* YOUR INSTRUCTIONS
Drop the pictures from the entries below, then reproduce the rest exactly.

--- START DATA FOR THIS EXERCISE ---

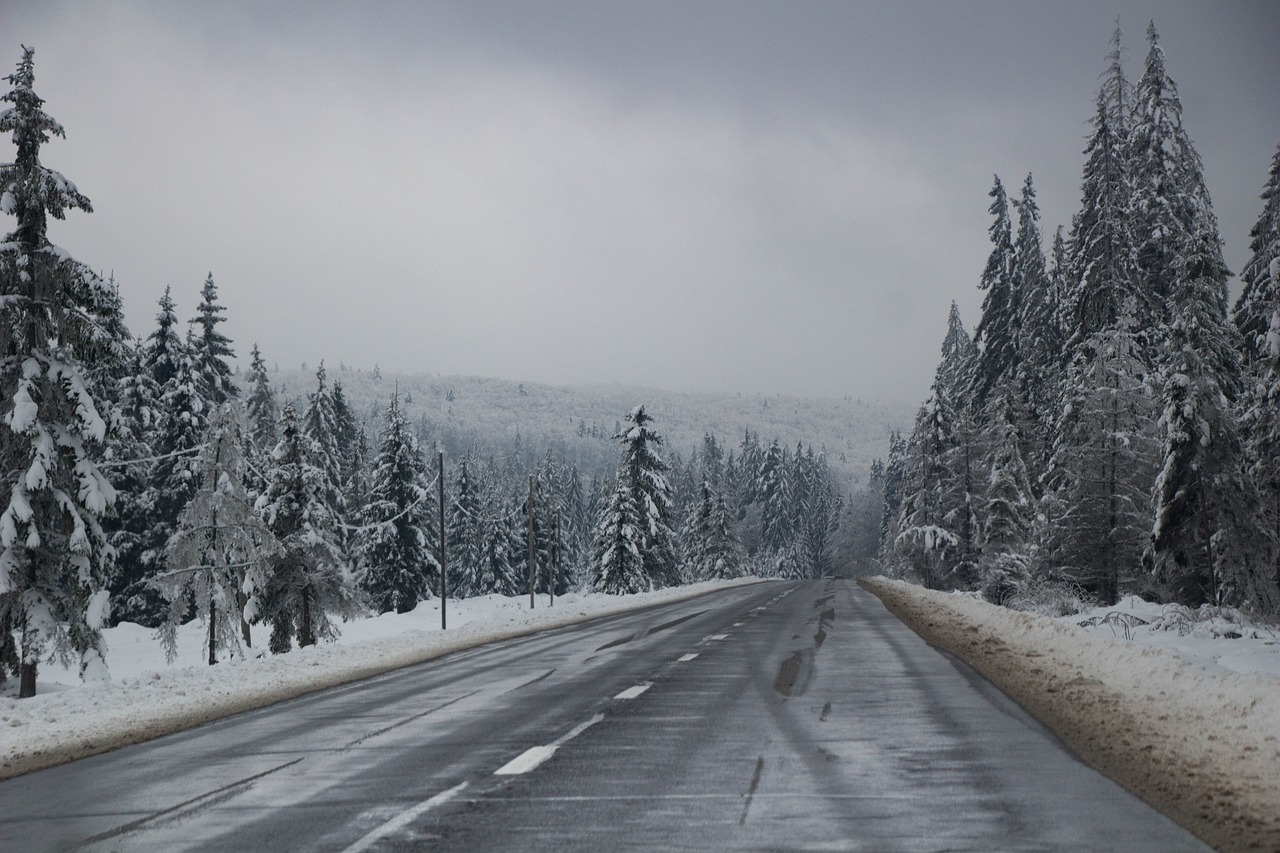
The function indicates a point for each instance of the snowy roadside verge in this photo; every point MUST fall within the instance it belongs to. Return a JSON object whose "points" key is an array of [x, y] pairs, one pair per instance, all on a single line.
{"points": [[63, 725], [1203, 748]]}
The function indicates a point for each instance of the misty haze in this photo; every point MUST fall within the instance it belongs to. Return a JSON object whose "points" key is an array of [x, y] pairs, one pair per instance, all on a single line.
{"points": [[688, 424]]}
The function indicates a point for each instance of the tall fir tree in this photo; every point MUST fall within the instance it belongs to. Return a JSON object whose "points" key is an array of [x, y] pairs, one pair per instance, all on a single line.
{"points": [[54, 324], [397, 568], [218, 552], [1207, 542], [211, 347], [635, 548], [164, 346], [1257, 316], [997, 333], [306, 582]]}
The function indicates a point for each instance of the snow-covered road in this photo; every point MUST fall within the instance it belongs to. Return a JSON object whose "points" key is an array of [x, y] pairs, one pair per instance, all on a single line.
{"points": [[773, 715]]}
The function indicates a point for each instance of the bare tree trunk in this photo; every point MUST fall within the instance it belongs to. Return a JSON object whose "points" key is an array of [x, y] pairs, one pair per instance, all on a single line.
{"points": [[213, 632]]}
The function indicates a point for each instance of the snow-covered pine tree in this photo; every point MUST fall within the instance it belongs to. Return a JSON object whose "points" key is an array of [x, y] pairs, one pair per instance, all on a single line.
{"points": [[464, 533], [218, 553], [1104, 276], [641, 502], [932, 537], [1257, 316], [1255, 310], [307, 580], [53, 325], [892, 488], [164, 347], [997, 333], [1009, 502], [618, 566], [1104, 463], [1171, 203], [397, 568], [772, 491], [1040, 337], [1207, 544], [210, 349], [721, 553]]}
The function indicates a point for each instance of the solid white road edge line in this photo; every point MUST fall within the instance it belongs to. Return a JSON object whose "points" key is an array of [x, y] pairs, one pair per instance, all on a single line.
{"points": [[403, 819]]}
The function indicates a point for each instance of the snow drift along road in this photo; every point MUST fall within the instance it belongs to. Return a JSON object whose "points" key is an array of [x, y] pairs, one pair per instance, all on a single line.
{"points": [[1205, 749]]}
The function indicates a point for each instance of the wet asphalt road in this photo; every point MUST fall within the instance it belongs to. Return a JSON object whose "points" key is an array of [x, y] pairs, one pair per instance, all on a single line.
{"points": [[773, 716]]}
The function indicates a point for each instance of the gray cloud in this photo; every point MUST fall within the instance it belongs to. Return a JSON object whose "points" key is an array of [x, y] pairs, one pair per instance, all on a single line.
{"points": [[746, 196]]}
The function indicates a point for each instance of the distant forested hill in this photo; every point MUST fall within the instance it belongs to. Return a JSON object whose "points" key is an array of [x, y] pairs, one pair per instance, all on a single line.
{"points": [[498, 418]]}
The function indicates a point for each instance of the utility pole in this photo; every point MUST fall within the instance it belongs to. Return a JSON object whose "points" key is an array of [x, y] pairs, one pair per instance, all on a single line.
{"points": [[444, 573], [551, 555], [556, 560], [531, 559]]}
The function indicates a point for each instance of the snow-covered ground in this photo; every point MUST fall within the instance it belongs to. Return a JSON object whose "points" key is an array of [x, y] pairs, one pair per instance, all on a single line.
{"points": [[1219, 644], [149, 697], [1188, 723]]}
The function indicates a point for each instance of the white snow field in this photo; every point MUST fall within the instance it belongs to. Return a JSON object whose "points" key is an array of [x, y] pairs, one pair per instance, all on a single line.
{"points": [[147, 697], [1162, 714]]}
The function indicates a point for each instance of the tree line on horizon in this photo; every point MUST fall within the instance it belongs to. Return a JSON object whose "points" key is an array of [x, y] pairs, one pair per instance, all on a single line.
{"points": [[145, 482]]}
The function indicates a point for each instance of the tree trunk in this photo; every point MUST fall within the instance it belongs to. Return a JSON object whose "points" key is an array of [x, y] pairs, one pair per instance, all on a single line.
{"points": [[305, 634], [213, 632], [27, 682]]}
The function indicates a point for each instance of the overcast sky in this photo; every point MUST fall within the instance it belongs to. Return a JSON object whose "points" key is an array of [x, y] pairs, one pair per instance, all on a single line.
{"points": [[714, 196]]}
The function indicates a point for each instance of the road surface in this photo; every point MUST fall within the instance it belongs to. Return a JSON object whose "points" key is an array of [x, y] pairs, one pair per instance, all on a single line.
{"points": [[772, 716]]}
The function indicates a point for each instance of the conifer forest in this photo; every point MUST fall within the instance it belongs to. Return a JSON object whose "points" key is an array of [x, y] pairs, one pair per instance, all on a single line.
{"points": [[1109, 427]]}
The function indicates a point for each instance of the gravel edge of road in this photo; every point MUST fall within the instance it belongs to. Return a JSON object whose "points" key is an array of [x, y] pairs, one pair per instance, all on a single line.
{"points": [[229, 705], [1112, 731]]}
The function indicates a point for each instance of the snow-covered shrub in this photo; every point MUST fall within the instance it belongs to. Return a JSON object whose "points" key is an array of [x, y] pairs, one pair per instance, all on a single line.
{"points": [[1051, 598], [1005, 576]]}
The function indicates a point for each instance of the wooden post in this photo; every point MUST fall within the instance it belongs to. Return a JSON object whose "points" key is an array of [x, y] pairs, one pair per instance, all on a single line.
{"points": [[531, 557], [556, 560], [551, 555], [444, 556]]}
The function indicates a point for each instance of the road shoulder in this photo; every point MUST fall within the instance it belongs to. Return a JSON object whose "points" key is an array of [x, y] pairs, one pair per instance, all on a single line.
{"points": [[1202, 755]]}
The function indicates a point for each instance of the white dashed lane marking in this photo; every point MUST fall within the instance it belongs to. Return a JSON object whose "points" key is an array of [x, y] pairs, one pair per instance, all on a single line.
{"points": [[632, 692]]}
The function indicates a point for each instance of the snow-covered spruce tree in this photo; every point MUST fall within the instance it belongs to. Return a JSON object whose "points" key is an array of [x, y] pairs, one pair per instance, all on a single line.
{"points": [[773, 491], [932, 537], [1257, 315], [1104, 463], [1255, 310], [53, 311], [218, 553], [1102, 265], [164, 346], [1040, 337], [894, 477], [501, 543], [260, 405], [618, 566], [397, 568], [462, 533], [1207, 543], [172, 484], [1171, 203], [307, 580], [641, 502], [211, 349], [997, 333], [1009, 502]]}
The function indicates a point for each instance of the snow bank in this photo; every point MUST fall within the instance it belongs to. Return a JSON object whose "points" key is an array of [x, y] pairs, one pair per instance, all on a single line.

--- END DATA FOR THIS EXERCISE ---

* RESPONSE TO THIS EXERCISE
The function indicates a point for each instance of the snowy roadside verge in this photo; every point MUST fall within the instance it belongs to. Return a JSON object whose "points" key is an array of [x, y] pairs, one pair per instance, all on a single line.
{"points": [[63, 725], [1203, 748]]}
The function indicates a point for each instance of the misty haze in this photo; every point MUST fall within the instance it belongs to. Return a JSON object whose "points" key is an array of [x, y] pairs, one pair per instance, all on a single line.
{"points": [[688, 424]]}
The function indicates a point for each instance of the tall fir tree in this photo; every point MUST fall within the instance it belongs to. Return a JSON object whose "points" key is an array of [x, y] pairs, one pair per instance, all on a single line.
{"points": [[54, 324], [397, 568], [218, 552], [1207, 542], [211, 347], [635, 548], [164, 346], [1257, 316], [997, 333], [306, 582]]}
The function indicates a point for each instance of the snow-covered road in this photo; every point MUST fall within the instance it belongs to. Return a JSON object whose "points" key is an array of [x, y] pairs, one pair per instance, all on a single line.
{"points": [[773, 715]]}
The function indicates a point for each instance of the bare tree trunk in this photo; every point MUST fall within the instance it belongs to. Return a JSON object whose "points" key is an array of [x, y] pairs, one pair per instance, all on a single line.
{"points": [[213, 632]]}
The function indicates a point for each instance of the snow-covered pine tree in this photo; every point MUST fall within the instance it belongs to. Return a JSON object whose "points" key is an array of [x, y] pairs, one pair per instance, all on a single line.
{"points": [[464, 533], [218, 553], [1104, 276], [641, 502], [932, 537], [1257, 316], [1255, 310], [307, 580], [53, 325], [892, 488], [164, 347], [997, 333], [1009, 502], [618, 566], [1104, 463], [1171, 203], [397, 568], [772, 491], [1040, 337], [1207, 544], [210, 349], [721, 553]]}
The function indicates a point for each instance of the solid white road edge line in this photo; every point MUST fall within the instance it belongs to. Return a JSON object whose "points" key is an array of [x, y] pairs, one pair per instance, all on a single line.
{"points": [[403, 819]]}
The function indicates a point for each instance of the snow drift along road in this photo; every point MUST fall within the instance it belongs to. Return a JSON object whose "points" key is an array of [x, y] pairs, one pair per instance, all on a single line.
{"points": [[1205, 749]]}
The function indicates a point for each instance of the wet asphalt road in this photo; every point MUST fall within the instance it belongs to. Return a JSON object whose "points" key is an array of [x, y] pairs, one pair per instance, all on a single line.
{"points": [[773, 716]]}
The function indicates a point for each instance of the gray cloud in this photo; every point MUST fall within the instance it belongs to. Return a JSON object whose "points" key is an array of [x, y] pairs, one pair per instance, all on a single line.
{"points": [[746, 196]]}
The function indicates a point for each instance of the distant forested hill in this photo; every point MUST fall within the instance it belongs to. Return a JSON object whose "points" key is an array of [x, y] pairs, one pair per instance, all on a single line.
{"points": [[498, 418]]}
The function indicates a point for each instance of the utility pole in this photo; every point MUST fall within the instance it belongs to. Return a JSON object whose "points" key is an array of [x, y] pairs, one pair per instance, all on a single line.
{"points": [[444, 573], [551, 555], [556, 560], [531, 559]]}
The function indicates a point for each instance of the snow-covered ground in this photo; every point MUST fall within the instance it belongs to. Return a JSON object whose "points" key is an array of [x, y] pairs, one pair per instance, all on a single line.
{"points": [[1219, 644], [149, 697], [1188, 723]]}
The function indicates a point for each instance of the white snow field in this photo; every point MUST fall within the instance it belongs to. Return a JSON object whose "points" key is an array of [x, y] pairs, one pair per instance, all on a single line.
{"points": [[147, 697], [1162, 714]]}
The function indicates a point for each instance of the tree line on horizon in this photo; every point MUST fall within the instance it belongs to. Return a JSON object whose "points" key is an array of [x, y] pairs, one pair per instance, all on a single line.
{"points": [[145, 482]]}
The function indicates a point for each instance of the tree trunk in this photo; every point MUST fall within the instance it belongs to. Return a JSON object whose "points" key is an array of [x, y] pairs, one pair per instance, all on a single line.
{"points": [[305, 634], [213, 632], [27, 682]]}
The function indicates a point for each instance of the overcast sky in this photo; every point MUST fall within the instance it belongs to. Return a JSON object whose "points" key is an array of [x, y] pairs, one pair per instance, all on a single line.
{"points": [[714, 196]]}
The function indicates a point for each instance of the road surface in this photo; every point MUST fall within the instance it belongs to. Return a JSON object whose "points" key is an array of [x, y] pairs, one pair per instance, all on a single line.
{"points": [[772, 716]]}
The function indicates a point for each instance of the conifer forest in this photo; every point MUST fall within the instance it belongs to. Return a JSON object whose "points" key is an array of [x, y] pairs, one pair per instance, all on a single line.
{"points": [[1109, 427]]}
The function indicates a point for each instance of the gravel edge of road in this photo; every point MUST fall within the instance it belongs to. Return a JSON object whose "points" key is an array of [x, y] pairs, one pair per instance, all on a single line.
{"points": [[229, 705], [1112, 731]]}
The function indicates a point for each instance of the snow-covered shrub in this photo; every point MUST fall within the instance it belongs to. Return a JSON object whose "points" key is an array of [x, y] pairs, one pair per instance, all on a single line.
{"points": [[1051, 598], [1005, 576]]}
The function indicates a point for each instance of the wooden post in this photo; every point MUST fall within the instance it belongs to. Return a JSON object whose "points" key is an array of [x, y] pairs, one pair per instance, all on a single line.
{"points": [[531, 557], [556, 560], [551, 555], [444, 556]]}
The function indicates a point for each instance of the road shoulder in this photo; every point MUST fall within the instance it belongs to. Return a JSON object whose "points" key is an array of [x, y] pairs, one pair per instance, all on a single line.
{"points": [[1202, 755]]}
The function indicates a point for each instance of the white dashed lane marking in this photo; every point MUST fall within the instance it belongs to. Return a JSON object whose "points" key is an array of [x, y] pairs, one pair per instance, all on a single line.
{"points": [[632, 692]]}
The function indicates a point for each instance of the snow-covered spruce tree in this photo; every point MUST fall within the instance it belongs to. Return a JSON object whose "points" key is an array of [x, y] pairs, one pair per instance, all on a single line.
{"points": [[773, 491], [932, 537], [1257, 315], [1104, 463], [1255, 310], [53, 311], [218, 553], [1102, 265], [164, 346], [1040, 337], [894, 477], [501, 543], [260, 405], [618, 566], [397, 568], [462, 533], [1207, 543], [172, 484], [1171, 203], [307, 580], [641, 502], [211, 349], [997, 333], [1009, 502]]}
The function indicates a point for each instance of the snow bank in this photo; every point MUST fall within the instance it belongs to. Return a JSON object whose "points" key is an array of [x, y] pairs, one pair per instance, all on a single line.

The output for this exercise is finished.